Document segment:
BEGIN
(2010) There's a bridge for jumping off and another for crossing over. At 5am on Sunday, Craig (Keir Gilchrist) - a 16-year-old with suicidal thoughts from so much stress, pressure, and anxiety - enters a New York City ER, telling the admittance nurse: "I want to kill myself." She hands him a clipboard: "Fill this out."
Panicky when Dr Mahmoud wants to send him home to his parents, Craig pleads to be admitted to the mental ward of the hospital. It's not that Craig's parents, George and Lynn, and his younger sister Alissa aren't caring: Don't blame them, he tells us.
He's been obsessed for two years with Nia (Zoë Kravitz), the girlfriend of his best friend Aaron (Thomas Mann) who's good at everything and thus with whom Craig feels he can't compete for Nia's attention; he's been procrastinating filling out an application to the Franklin Gates Summer Session program (for which he believes if he doesn't get accepted will disappoint his father and spoil his chances of getting into a good college, ending his dreams of becoming a CEO and president of the USA and of having a great lifestyle with a terrific girlfriend); and he stress vomits at inopportune times.
END
Data shown:
BEGIN
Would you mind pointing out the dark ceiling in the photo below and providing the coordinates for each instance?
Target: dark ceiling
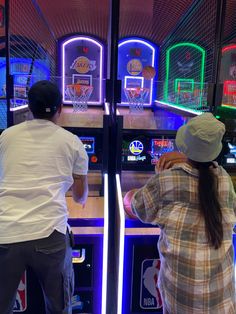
(152, 19)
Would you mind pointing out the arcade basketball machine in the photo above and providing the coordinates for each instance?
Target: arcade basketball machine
(24, 73)
(145, 135)
(81, 60)
(83, 114)
(82, 90)
(184, 88)
(134, 56)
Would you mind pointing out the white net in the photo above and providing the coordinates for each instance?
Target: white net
(79, 95)
(136, 98)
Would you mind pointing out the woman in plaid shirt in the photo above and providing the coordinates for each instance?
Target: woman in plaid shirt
(194, 204)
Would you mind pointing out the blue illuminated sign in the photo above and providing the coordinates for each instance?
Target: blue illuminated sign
(89, 144)
(136, 147)
(133, 55)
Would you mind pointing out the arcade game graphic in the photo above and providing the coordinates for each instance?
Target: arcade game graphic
(228, 76)
(82, 64)
(135, 55)
(184, 85)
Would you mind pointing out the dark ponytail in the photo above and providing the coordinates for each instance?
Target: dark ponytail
(209, 203)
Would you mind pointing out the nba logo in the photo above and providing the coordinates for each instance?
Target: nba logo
(20, 303)
(150, 297)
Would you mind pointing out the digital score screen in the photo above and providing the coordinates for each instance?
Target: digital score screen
(160, 147)
(145, 151)
(89, 144)
(230, 157)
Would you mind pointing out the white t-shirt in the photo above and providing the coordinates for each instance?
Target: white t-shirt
(37, 159)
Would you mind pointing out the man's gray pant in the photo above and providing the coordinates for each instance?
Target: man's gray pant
(51, 260)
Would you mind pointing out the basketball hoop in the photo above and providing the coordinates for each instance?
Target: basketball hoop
(79, 95)
(136, 97)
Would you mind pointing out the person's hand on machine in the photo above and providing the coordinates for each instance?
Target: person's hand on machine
(127, 203)
(167, 161)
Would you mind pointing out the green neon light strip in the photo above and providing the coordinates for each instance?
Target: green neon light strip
(228, 106)
(181, 107)
(166, 87)
(179, 80)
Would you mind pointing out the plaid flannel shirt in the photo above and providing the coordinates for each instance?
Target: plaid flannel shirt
(194, 277)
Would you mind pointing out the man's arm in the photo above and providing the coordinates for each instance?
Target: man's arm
(80, 188)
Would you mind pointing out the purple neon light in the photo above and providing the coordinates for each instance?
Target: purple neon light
(153, 58)
(64, 44)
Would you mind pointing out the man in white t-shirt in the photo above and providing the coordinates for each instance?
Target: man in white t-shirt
(39, 162)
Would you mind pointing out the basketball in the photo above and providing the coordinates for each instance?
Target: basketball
(148, 72)
(127, 204)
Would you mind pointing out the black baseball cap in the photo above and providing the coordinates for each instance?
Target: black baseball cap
(44, 99)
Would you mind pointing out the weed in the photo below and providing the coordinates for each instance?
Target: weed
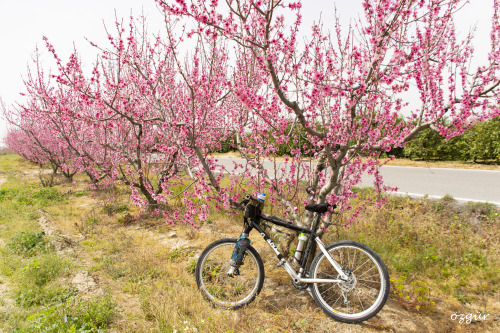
(88, 223)
(178, 253)
(29, 243)
(80, 194)
(191, 267)
(76, 316)
(42, 270)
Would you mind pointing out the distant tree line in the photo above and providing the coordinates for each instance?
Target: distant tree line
(480, 144)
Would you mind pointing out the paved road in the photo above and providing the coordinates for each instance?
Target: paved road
(462, 184)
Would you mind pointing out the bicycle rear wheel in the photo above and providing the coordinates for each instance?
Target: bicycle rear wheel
(222, 290)
(364, 293)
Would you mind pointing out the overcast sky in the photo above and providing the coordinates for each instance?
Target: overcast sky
(23, 23)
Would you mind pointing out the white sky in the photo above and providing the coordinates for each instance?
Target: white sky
(23, 23)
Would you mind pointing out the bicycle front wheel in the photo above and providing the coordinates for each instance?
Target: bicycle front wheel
(221, 289)
(363, 294)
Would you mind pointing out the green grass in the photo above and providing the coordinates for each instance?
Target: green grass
(39, 277)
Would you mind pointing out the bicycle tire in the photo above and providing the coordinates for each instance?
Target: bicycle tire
(366, 291)
(222, 290)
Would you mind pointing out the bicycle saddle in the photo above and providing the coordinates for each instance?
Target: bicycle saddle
(319, 208)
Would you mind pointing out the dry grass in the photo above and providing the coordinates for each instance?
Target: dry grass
(147, 266)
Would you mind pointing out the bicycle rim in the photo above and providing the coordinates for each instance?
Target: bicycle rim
(225, 291)
(366, 291)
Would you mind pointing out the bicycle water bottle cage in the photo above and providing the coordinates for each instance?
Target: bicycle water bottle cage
(319, 208)
(254, 208)
(239, 251)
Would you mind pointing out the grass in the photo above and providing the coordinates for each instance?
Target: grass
(437, 252)
(437, 247)
(38, 276)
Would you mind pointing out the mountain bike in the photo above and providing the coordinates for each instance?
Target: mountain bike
(347, 279)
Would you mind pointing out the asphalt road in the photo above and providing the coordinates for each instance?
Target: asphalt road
(463, 185)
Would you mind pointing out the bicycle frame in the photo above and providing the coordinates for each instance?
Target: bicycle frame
(313, 238)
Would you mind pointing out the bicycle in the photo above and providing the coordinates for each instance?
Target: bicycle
(347, 279)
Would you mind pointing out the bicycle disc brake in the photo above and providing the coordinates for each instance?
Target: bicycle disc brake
(301, 286)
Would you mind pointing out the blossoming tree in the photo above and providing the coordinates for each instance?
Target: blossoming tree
(348, 89)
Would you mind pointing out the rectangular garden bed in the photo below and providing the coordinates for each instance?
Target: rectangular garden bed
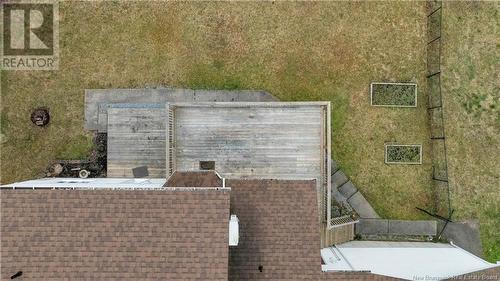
(403, 154)
(393, 94)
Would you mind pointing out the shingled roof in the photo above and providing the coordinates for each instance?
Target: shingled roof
(114, 234)
(279, 233)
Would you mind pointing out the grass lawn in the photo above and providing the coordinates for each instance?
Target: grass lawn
(471, 103)
(297, 51)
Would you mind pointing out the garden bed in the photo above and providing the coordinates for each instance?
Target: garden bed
(403, 154)
(393, 94)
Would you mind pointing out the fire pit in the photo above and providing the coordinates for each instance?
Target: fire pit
(40, 116)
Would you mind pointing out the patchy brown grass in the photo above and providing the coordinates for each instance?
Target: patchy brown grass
(471, 103)
(296, 51)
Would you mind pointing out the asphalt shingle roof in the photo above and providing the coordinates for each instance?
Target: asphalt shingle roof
(114, 234)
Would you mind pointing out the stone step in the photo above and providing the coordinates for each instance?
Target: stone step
(348, 189)
(361, 206)
(338, 179)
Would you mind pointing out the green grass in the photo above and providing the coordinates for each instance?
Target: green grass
(471, 115)
(328, 51)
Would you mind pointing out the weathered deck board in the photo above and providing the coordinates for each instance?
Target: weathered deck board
(97, 100)
(251, 142)
(136, 137)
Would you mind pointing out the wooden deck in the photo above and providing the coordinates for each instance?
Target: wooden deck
(255, 140)
(136, 137)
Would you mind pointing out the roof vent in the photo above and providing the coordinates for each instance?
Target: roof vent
(234, 230)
END
Tasks to perform:
A - According to the film synopsis, at what time and on what day does Craig enter the New York City ER?
B - Translate this sentence from the film synopsis into Spanish: "She hands him a clipboard: "Fill this out.""
C - Copy word for word the part of the film synopsis starting with "He's been obsessed" and going on through "at inopportune times.".
Rely only on the film synopsis, not on the records.

Solutions to the problems:
A - At 5am on Sunday.

B - Ella le entrega un portapapeles: "Llene esto".

C -
He's been obsessed for two years with Nia (Zoë Kravitz), the girlfriend of his best friend Aaron (Thomas Mann) who's good at everything and thus with whom Craig feels he can't compete for Nia's attention; he's been procrastinating filling out an application to the Franklin Gates Summer Session program (for which he believes if he doesn't get accepted will disappoint his father and spoil his chances of getting into a good college, ending his dreams of becoming a CEO and president of the USA and of having a great lifestyle with a terrific girlfriend); and he stress vomits at inopportune times.